Problem details:
Please edit the entries below, replacing every "localizer" with "detector" and keeping all other text unchanged.

Dataset rows:
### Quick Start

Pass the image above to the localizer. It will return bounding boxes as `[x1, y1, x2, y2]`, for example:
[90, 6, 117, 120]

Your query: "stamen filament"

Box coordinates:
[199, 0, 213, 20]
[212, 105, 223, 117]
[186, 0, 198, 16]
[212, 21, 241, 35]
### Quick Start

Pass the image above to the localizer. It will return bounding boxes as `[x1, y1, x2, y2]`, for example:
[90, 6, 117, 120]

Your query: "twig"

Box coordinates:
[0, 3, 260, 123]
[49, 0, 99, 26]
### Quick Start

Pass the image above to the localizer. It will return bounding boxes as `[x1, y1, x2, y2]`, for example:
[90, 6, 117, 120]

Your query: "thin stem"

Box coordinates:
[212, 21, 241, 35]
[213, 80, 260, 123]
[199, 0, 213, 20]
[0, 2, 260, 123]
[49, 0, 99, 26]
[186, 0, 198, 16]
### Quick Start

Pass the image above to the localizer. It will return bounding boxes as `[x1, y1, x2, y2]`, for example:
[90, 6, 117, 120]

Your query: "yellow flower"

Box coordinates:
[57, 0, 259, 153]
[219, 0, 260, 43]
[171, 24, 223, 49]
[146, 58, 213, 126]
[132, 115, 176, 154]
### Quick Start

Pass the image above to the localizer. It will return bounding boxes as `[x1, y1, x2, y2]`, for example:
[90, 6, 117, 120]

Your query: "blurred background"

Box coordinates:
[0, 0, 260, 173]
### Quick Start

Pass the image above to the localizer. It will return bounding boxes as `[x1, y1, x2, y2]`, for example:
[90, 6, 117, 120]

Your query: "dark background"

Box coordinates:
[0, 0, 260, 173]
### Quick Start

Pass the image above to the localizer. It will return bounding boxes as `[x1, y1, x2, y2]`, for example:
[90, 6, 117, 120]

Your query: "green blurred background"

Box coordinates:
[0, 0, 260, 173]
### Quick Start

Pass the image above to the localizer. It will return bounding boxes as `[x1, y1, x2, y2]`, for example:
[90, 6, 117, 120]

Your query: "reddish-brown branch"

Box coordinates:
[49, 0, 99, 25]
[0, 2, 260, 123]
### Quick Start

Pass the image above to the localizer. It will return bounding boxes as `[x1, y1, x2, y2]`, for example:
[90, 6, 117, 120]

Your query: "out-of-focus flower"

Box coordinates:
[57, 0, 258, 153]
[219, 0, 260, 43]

Correct response:
### Quick Start

Pass the image above to the detector. It will return bounding boxes as `[x1, y1, x2, y2]`, for example:
[90, 6, 117, 120]

Your query: "stamen filament"

Box coordinates:
[199, 0, 213, 20]
[212, 105, 223, 117]
[186, 0, 198, 16]
[212, 21, 241, 35]
### Quick Start

Pass the image above to the detector. It will return bounding boxes as `[x1, y1, x2, y2]`, for example:
[90, 6, 117, 120]

Your query: "twig"

Box coordinates:
[0, 3, 260, 123]
[49, 0, 99, 26]
### Quick Start

Pass the image above to the detector. It will return bounding boxes as `[x1, y1, x2, y2]`, for example:
[90, 6, 117, 120]

Your query: "thin stem"

Box coordinates:
[212, 21, 241, 35]
[213, 80, 260, 123]
[199, 0, 213, 20]
[0, 2, 260, 123]
[49, 0, 99, 26]
[186, 0, 198, 16]
### Quick Start

Pass the image above to the detector. It will return bounding boxes as `[x1, y1, x2, y2]`, for example:
[90, 6, 117, 120]

Your query: "yellow flower"

Box coordinates:
[57, 0, 259, 153]
[219, 0, 260, 43]
[171, 24, 223, 49]
[146, 58, 213, 126]
[132, 115, 176, 154]
### Quick Start

Pass the image above to the detector. It will return bounding boxes as `[x1, y1, x2, y2]`, for example:
[90, 6, 117, 120]

Your query: "blurred background"

Box coordinates:
[0, 0, 260, 173]
### Quick Start

Pass the image above to the detector. It will return bounding boxes as `[x1, y1, x2, y2]`, for example:
[90, 6, 117, 120]

Your query: "dark background"

Box coordinates:
[0, 0, 260, 173]
### Quick Start

Pass the image above to the detector. It will return bounding boxes as `[x1, y1, x2, y2]`, for example:
[90, 6, 117, 120]

Your query: "green blurred background"

Box coordinates:
[0, 0, 260, 173]
### Quick Start

Pass the image above to the detector. It will return bounding boxes as `[x1, y1, x2, y2]`, for example:
[90, 6, 117, 120]

Your query: "reddish-brown branch"

Box coordinates:
[49, 0, 99, 25]
[0, 2, 260, 123]
### Quick Start

Pass the image above to the detector. It will return bounding boxes as `[x1, y1, x2, y2]`, for example:
[90, 6, 117, 120]

Your query: "out-of-focus flower"

Box coordinates:
[57, 0, 258, 153]
[219, 0, 260, 43]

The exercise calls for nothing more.